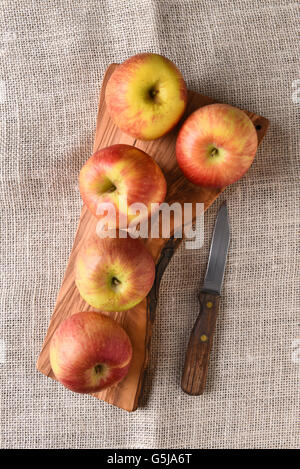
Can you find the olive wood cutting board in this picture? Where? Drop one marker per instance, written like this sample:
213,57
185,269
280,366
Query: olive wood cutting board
137,321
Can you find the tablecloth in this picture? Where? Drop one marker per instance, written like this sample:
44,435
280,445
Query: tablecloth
52,59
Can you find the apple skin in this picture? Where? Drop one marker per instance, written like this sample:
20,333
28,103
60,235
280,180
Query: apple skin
216,145
114,274
121,170
146,96
90,352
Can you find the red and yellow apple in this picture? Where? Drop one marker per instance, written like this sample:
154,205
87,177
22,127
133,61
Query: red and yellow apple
216,145
146,96
90,352
118,173
114,274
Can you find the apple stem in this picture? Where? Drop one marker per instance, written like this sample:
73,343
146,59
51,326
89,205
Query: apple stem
115,281
214,152
98,369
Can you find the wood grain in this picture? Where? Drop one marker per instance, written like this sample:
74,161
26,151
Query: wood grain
138,321
199,346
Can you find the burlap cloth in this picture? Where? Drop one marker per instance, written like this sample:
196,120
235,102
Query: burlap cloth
52,56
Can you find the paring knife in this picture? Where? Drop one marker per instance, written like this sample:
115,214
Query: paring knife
197,356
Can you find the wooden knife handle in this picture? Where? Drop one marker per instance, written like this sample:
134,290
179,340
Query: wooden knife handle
197,356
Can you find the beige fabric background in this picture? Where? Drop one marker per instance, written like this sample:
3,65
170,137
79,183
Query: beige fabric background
52,58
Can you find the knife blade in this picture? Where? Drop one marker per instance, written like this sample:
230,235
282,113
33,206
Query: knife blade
197,357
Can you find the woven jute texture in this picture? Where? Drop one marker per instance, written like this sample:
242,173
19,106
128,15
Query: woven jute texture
52,59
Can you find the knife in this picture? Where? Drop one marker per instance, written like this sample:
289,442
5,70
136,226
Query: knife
197,356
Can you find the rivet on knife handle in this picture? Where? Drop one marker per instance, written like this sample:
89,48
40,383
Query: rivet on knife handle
197,356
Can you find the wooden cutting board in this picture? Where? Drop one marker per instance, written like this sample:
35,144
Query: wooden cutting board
138,321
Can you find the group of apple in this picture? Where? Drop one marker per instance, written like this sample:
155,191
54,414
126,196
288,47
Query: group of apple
146,97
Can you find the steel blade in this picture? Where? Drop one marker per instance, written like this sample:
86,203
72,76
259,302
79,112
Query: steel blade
218,252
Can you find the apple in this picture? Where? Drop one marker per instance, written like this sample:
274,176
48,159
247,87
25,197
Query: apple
146,96
216,145
114,274
121,173
90,352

GOAL OF THE EXERCISE: Reproduce every line of all the items above verbatim, leaving out the pictures.

SOLUTION BELOW:
Can you find the olive wood cutting board in this picture? Where? Drop one marker per instance, written like this sample:
213,57
185,269
280,366
Query: olive wood cutting board
137,321
Can you find the tablecloth in this picture? Where? Drop one marker per instance, written like this sample:
44,435
280,445
Query: tablecloth
52,59
Can you find the apple skin in this picture? Where? Drop one marker per instance, written like this sample:
20,333
28,103
60,235
280,180
Query: apple skin
216,145
114,274
121,170
146,96
90,352
Can you find the red and yellow apple in this picture? Where? Drop one marker per instance, written like this sample:
154,205
87,177
22,127
133,61
Query: red and yellow apple
216,145
146,96
90,352
118,173
114,274
Can you find the apple stem in this picture? Where? Drop one marker per instance, written like this sample:
73,343
146,59
51,326
89,205
Query: apple stem
115,281
214,152
98,369
Can you find the wood grain in this picture? Where? Drop one marker per instance, written like this sample:
74,161
26,151
Query: wood grain
138,321
199,346
Can you find the burlap cloth in this picture? Where? Drop one marker per instance, written like this sample:
196,120
235,102
Query: burlap cloth
52,56
Can you find the paring knife in this picture? Where? Drop one marker per instance, written like this sample:
115,214
Query: paring knife
197,356
Can you find the wooden knife handle in this picture? Where? Drop one marker per instance, written like this sample:
134,290
179,340
Query: wooden knife handle
197,356
Can you find the beige fabric background in this picture? Where? Drop one marker per instance, written like this sample:
3,65
170,137
79,183
Query: beige fabric background
52,58
Can you find the knife blade in this picture? Where? Drop one marker per instance, written like this sample:
230,235
282,113
33,206
Query: knife blade
197,357
Can you find the woven jute texture in this picture? Where? Drop one marker per instance, written like this sample:
242,173
19,106
128,15
Query: woven jute texture
52,59
Can you find the knife in this picture? Where? Drop one marker per instance, written like this sample:
289,442
5,70
136,226
Query: knife
197,356
Can you find the rivet on knife handle in this picture? Where? Drop one marker per instance, written like this sample:
89,48
40,383
Query: rivet on knife handle
197,356
Can you find the wooden cutting board in this picture? Where? Drop one marker per instance, written like this sample:
35,144
Query: wooden cutting board
138,321
Can you find the group of apple in this picture? Where? Drop one marker per instance, written like this sample:
155,191
54,414
126,196
288,47
Query: group of apple
146,97
Can you find the steel blade in this picture? Where? Drop one marker per instance, written like this sample:
86,203
72,76
259,302
79,112
Query: steel blade
218,252
Can you find the apple in this picture? Where? Drop one marker per instance, written like this sample:
274,176
48,159
247,87
25,197
Query: apple
146,96
216,145
114,274
121,173
90,352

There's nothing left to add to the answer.